## Source excerpt:

++++++++

Saunders currently divides his time between Wellington and Greytown, living out of both. “I can’t live in the one place anymore – I’ve spent too much time travelling,” he reflects honestly.
He still does a lot of touring, but also spends a fair bit of time with his eight year old daughter Sarah – perhaps his greatest current influence. “I get to do a lot of things a person my age [he’s 57] doesn’t normally get to do. I get introduced to a lot of new things – like music.”
While he is familiar then with bands like the Ting Tings, many of Saunders’ own new songs have been floating around for years.
“I had songs but they didn’t have a voice yet. You need to give a meaning to them yourself first.”
The ‘Zodiac’ project was originally intended to encompass only four new songs for a proposed best of compilation.
“It was going to be a solo best of through Mana [Music], but it started gathering steam and Chris Gough [at Native Tongue, his publishing company] said ‘Go for a full album’.”
Rightly satisfied with the sound of ‘Red Morning’, Saunders once again turned to producer/musician David Long to get the show on the road. As well as adding plenty of colour with his own playing and instrumentation, Saunders also gives Long full credit for the inspired choice of backing band featuring on the record. ‘Zodiac’s house band features a swag of Wellington’s rock and alt country best including ex-Muttonbird Long.
Others are Craig Terris (Cassette), Jules Desmond (ex-Letterbox Lambs), Steve Gallagher (ex-Breathe), Warratah Nik Brown and additional backing vocals from Caroline Easther, Sam Flynn Scott and Cassette’s Tom Watson. With each of those musician’s multiple bands featured in these pages over the past few years, it’s a prestigious roll call.
“That was all David Long. I had never met Steve, Craig or Jules. He said, ‘Let me put a band together and see how it goes’. I was really in the mood to take a chance, so we played at the Car Club (The Phoenix Foundation headquarters in Berhampore). I had never played anything like they play. Many of them play country-ish songs in a rock way and I play the other way round.”

++++++++

## Information shown:
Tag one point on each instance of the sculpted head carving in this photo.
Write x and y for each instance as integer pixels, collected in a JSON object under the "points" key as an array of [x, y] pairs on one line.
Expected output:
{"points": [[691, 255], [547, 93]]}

++++++++

## Given request:
Please translate this sentence from the excerpt about Saunders' album into Spanish: "The ‘Zodiac’ project was originally intended to encompass only four new songs for a proposed best of compilation."

## Result for this task:
En un principio, el proyecto ‘Zodiac’ iba a abarcar solo cuatro canciones nuevas para un recopilatorio de grandes éxitos que se había propuesto.